In the report below on the East Allegheny school district's remote opening, what measures does Johnson say will be used to make in-person instruction as safe as possible? List all of them.

=== DOCUMENT SECTION ===
__________

At a special meeting held virtually on Monday, Superintendent Alan Johnson said that with Allegheny County still experiencing new COVID-19 cases — close to 200 per day — and with more young people being diagnosed, the district has decided to shift to a remote opening plan.
“We just do not believe we are in a position to safely operate any kind of on-site class within the school district for the first nine weeks,” Johnson said.
At the July 13 school board meeting, the district discussed a hybrid model that would have seen students split into two groups, each attending two days of class per week in-person, and three days of virtual schooling.
There will be some exceptions to the remote reopening plan, involving students with disabilities, individual education programs, or IEPs, and others who require face to face instruction, Johnson said.
Those students will be helped on a case-by-case basis, he said. Plans are in place to do in-person instruction as safely as possible, Johnson said, using protective equipment, proper sanitization and providing transportation.
Johnson said the district currently does not have enough devices to ensure all students are equipped with the technology needed by the first day of school, which has been moved up to Aug. 31.
Although East Allegheny has received funding to order additional Google Chromebook tablets, Johnson said that so many school districts have placed orders for the devices, there is a delay.

__________

=== EXTRACTED MATERIAL ===
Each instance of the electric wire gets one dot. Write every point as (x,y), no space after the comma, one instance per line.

__________

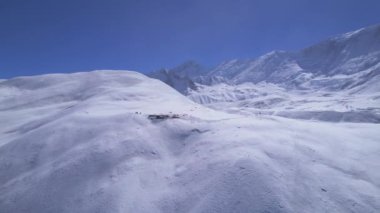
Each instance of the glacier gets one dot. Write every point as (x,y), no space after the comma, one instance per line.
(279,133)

__________

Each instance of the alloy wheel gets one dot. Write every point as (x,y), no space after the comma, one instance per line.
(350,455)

__________

=== EXERCISE SOLUTION ===
- Protective equipment
- Proper sanitization
- Providing transportation